* [Texto]:
Verdad y mentira en Hopper
Unas veces nos atrae y otras nos repele. Contemplado desde un punto de vista es un genio o algo así y desde otra perspectiva puede parecer un farsante o hasta un pobre chico. Esta es la sensación, siempre ambivalente, que despierta Edward Hopper, ahora en una extensa exposición del Museo Thyssen que merece la pena visitar hasta el 16 de septiembre.
Pero ¿qué le pasa a esa pintura para resultar —o resultarnos a algunos— tan equívoca? La respuesta más inmediata y acaso certera es que se trata de una pintura tan predeterminada que roza pronto la falsedad, y tan relamida que nos atemoriza como un truco. De hecho, por momentos su artimaña de trilero llega a atraparnos y por otros su pulcra exactitud nos distancia como de un tipo vacuo. ¿Pintura de la soledad? ¿Cuadros de la desolación? ¿No serán simplemente sino emociones prefabricadas? ¿No serán ciertamente sino cuidadosos simulacros?

* [Datos registrados]:
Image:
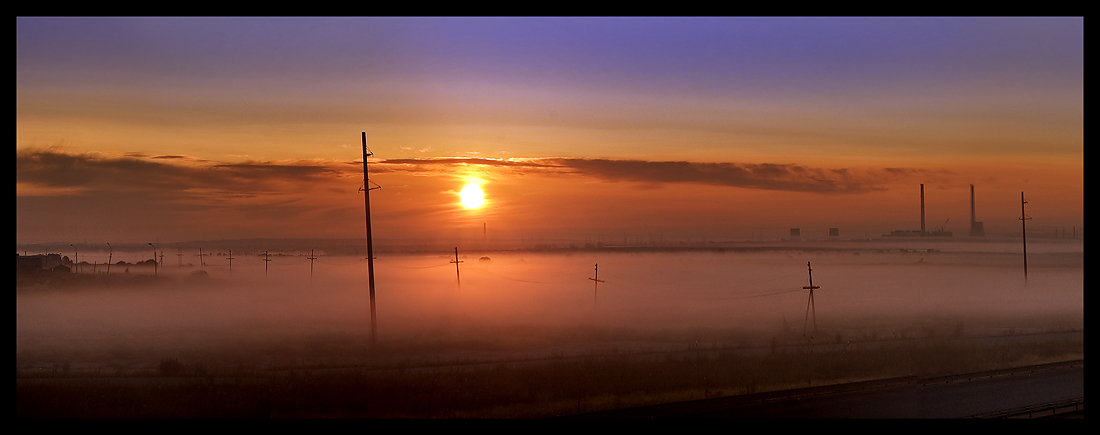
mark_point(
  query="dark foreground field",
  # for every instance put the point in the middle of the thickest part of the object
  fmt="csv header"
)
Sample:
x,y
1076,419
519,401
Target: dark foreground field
x,y
556,385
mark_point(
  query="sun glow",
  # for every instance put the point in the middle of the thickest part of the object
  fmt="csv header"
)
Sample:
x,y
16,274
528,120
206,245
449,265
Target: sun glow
x,y
472,196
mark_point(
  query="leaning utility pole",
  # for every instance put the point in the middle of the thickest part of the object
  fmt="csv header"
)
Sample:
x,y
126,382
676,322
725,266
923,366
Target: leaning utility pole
x,y
370,246
1023,231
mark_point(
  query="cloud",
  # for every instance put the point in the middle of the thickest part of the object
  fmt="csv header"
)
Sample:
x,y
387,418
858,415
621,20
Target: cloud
x,y
163,176
771,176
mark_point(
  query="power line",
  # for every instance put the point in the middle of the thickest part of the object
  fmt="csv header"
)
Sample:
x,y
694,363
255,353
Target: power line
x,y
311,258
370,247
810,302
457,261
596,281
1023,230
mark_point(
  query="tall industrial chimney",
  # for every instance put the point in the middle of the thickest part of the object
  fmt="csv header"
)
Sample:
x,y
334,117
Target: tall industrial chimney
x,y
971,206
922,208
977,229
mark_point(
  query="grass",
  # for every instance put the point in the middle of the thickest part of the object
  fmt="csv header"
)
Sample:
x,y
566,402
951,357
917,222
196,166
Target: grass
x,y
558,385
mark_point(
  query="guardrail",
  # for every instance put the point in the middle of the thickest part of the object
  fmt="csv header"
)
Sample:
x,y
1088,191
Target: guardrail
x,y
1043,411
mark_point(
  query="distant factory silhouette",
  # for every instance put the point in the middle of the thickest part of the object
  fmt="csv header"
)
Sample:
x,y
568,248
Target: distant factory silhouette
x,y
977,229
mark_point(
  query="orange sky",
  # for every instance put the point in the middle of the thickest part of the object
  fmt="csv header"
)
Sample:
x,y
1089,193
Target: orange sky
x,y
630,129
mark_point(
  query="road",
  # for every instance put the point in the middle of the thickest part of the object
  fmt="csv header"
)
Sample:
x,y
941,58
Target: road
x,y
986,394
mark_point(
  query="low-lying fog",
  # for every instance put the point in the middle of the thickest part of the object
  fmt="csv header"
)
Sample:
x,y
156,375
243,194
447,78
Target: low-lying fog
x,y
419,297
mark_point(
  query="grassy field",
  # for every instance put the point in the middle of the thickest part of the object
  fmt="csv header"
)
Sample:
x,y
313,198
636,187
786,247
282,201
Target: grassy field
x,y
560,383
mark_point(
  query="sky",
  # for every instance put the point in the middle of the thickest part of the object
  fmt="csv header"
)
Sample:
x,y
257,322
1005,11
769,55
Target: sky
x,y
177,129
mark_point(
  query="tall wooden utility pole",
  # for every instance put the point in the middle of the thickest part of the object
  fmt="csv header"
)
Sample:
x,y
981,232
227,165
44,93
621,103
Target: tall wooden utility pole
x,y
810,303
1023,231
457,261
595,290
370,245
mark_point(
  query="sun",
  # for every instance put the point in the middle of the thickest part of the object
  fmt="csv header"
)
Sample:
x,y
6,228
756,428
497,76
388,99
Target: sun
x,y
472,196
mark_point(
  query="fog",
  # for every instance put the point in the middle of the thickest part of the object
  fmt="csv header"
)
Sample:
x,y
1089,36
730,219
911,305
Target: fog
x,y
293,308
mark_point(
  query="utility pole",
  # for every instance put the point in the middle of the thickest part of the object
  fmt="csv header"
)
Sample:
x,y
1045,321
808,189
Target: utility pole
x,y
1023,231
311,258
457,261
154,259
266,261
370,246
201,261
595,290
810,302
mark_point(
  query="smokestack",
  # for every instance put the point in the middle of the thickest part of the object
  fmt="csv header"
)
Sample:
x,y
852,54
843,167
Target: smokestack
x,y
971,207
922,207
977,229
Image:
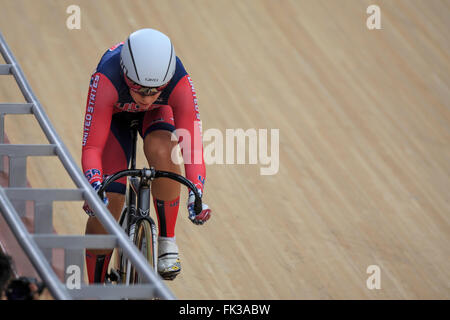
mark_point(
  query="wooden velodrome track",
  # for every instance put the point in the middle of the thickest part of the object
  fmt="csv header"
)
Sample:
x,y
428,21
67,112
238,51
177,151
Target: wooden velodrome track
x,y
364,131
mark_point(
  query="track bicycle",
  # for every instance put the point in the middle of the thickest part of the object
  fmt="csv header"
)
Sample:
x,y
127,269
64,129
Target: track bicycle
x,y
135,218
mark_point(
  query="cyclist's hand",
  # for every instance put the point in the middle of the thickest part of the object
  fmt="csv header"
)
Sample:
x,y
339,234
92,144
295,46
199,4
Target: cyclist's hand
x,y
203,216
96,185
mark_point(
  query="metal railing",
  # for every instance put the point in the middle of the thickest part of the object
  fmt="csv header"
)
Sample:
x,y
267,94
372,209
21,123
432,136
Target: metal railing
x,y
38,246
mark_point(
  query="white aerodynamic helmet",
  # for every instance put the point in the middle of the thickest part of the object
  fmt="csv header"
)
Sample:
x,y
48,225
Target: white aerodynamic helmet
x,y
148,58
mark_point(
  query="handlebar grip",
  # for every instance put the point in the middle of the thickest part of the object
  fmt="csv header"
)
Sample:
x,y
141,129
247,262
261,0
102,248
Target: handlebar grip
x,y
198,205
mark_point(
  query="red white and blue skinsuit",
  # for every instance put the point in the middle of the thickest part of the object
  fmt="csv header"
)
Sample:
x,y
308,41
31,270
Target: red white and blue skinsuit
x,y
106,145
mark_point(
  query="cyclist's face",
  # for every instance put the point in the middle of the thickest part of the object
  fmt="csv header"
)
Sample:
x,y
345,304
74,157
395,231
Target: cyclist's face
x,y
143,100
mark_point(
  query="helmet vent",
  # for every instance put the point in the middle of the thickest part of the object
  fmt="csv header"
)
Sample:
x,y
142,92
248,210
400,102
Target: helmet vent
x,y
170,60
132,58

* [Tarea asignada]: Copia, por favor, el texto sobre la pintura de Edward Hopper completo y sin cambiar nada.

* [Respuesta del ejercicio]:
Verdad y mentira en Hopper
Unas veces nos atrae y otras nos repele. Contemplado desde un punto de vista es un genio o algo así y desde otra perspectiva puede parecer un farsante o hasta un pobre chico. Esta es la sensación, siempre ambivalente, que despierta Edward Hopper, ahora en una extensa exposición del Museo Thyssen que merece la pena visitar hasta el 16 de septiembre.
Pero ¿qué le pasa a esa pintura para resultar —o resultarnos a algunos— tan equívoca? La respuesta más inmediata y acaso certera es que se trata de una pintura tan predeterminada que roza pronto la falsedad, y tan relamida que nos atemoriza como un truco. De hecho, por momentos su artimaña de trilero llega a atraparnos y por otros su pulcra exactitud nos distancia como de un tipo vacuo. ¿Pintura de la soledad? ¿Cuadros de la desolación? ¿No serán simplemente sino emociones prefabricadas? ¿No serán ciertamente sino cuidadosos simulacros?